The problem.
Extract all data as written.
══════════
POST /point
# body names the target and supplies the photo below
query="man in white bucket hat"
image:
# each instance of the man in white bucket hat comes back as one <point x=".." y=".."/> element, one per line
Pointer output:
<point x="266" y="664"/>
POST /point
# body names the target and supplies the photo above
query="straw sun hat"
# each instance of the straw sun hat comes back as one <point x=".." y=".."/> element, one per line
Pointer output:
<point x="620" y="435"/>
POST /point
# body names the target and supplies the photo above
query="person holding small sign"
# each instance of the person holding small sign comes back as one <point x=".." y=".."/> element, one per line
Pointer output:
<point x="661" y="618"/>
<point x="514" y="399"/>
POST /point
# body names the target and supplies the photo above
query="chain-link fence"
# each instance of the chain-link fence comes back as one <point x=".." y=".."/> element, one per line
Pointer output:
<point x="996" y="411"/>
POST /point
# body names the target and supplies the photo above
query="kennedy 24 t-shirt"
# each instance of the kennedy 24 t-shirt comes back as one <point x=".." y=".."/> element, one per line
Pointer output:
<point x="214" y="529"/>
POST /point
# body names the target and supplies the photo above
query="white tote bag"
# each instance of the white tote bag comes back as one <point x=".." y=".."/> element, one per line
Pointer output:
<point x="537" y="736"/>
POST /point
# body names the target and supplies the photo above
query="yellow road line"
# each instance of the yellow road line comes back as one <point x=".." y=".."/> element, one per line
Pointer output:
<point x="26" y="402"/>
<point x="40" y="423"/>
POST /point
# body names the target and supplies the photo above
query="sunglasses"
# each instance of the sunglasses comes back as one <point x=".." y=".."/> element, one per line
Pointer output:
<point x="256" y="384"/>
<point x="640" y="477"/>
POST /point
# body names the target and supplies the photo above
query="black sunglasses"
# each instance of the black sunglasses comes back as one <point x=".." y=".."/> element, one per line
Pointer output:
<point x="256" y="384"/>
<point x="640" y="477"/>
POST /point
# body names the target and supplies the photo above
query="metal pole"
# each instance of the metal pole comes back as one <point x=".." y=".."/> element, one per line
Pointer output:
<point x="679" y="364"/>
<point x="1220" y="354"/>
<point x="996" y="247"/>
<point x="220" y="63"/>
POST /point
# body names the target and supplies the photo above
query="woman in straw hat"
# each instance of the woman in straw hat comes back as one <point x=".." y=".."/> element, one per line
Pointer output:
══════════
Answer to the exercise.
POST /point
# body names the target and supplies the photo below
query="man in white bucket hat"
image:
# each instance of the man in white bucket hat comes back as one <point x=".." y=".."/> element, one per line
Pointer output:
<point x="266" y="664"/>
POST /point
# body names the target and supplies the photo above
query="straw sun hat"
# each instance of the straw sun hat comes back as one <point x=".." y=".."/> element, one per line
Pointer output:
<point x="620" y="435"/>
POST /point
# body names the target and supplies the photo above
query="person holding small sign"
# each instance of the person holding small sign comes back as one <point x=".." y=".."/> element, one per line
Pointer output:
<point x="661" y="618"/>
<point x="514" y="399"/>
POST /point
# body names the target and supplies the photo above
query="chain-link fence"
# each instance of the chain-link fence comes back as one <point x=".." y=".."/> element, one per line
Pointer output:
<point x="996" y="411"/>
POST /point
# body names the target and supplies the photo above
query="kennedy 24 t-shirt"
# each instance of the kennedy 24 t-shirt comes back as one <point x=".." y=".."/> element, one per line
Pointer output:
<point x="214" y="529"/>
POST /point
# body names the target and supplies the photo above
query="white tote bag"
# each instance of the white tote bag comes back as one <point x=".." y=".."/> element, one per line
Pointer output:
<point x="537" y="736"/>
POST /point
# body names the target and supplies the photo above
query="yellow road line"
# each instance of the yellow road line comes back as one <point x=".." y=".."/> element, one per line
Pointer output:
<point x="26" y="402"/>
<point x="40" y="423"/>
POST /point
# body names the target and supplies the photo above
query="sunglasses"
# each instance of the sunglasses comes back as one <point x=".." y=".."/> element, one per line
Pointer output:
<point x="256" y="384"/>
<point x="640" y="477"/>
POST /point
# body names the target and supplies the photo above
query="black sunglasses"
# each instance of the black sunglasses comes back as one <point x=".." y=".."/> element, one per line
Pointer output:
<point x="256" y="384"/>
<point x="640" y="477"/>
POST /point
# body names the target and supplies the photo above
query="metal pole"
# each instance of the metal pole comes back as one <point x=".." y=".."/> element, one per line
Pointer output:
<point x="679" y="364"/>
<point x="1220" y="354"/>
<point x="996" y="247"/>
<point x="220" y="63"/>
POST /point
# body names the target and supplies the photo above
query="woman in straw hat"
# each instance of the woman in straw hat comes back as one <point x=".." y=".."/> element, one per line
Pointer output:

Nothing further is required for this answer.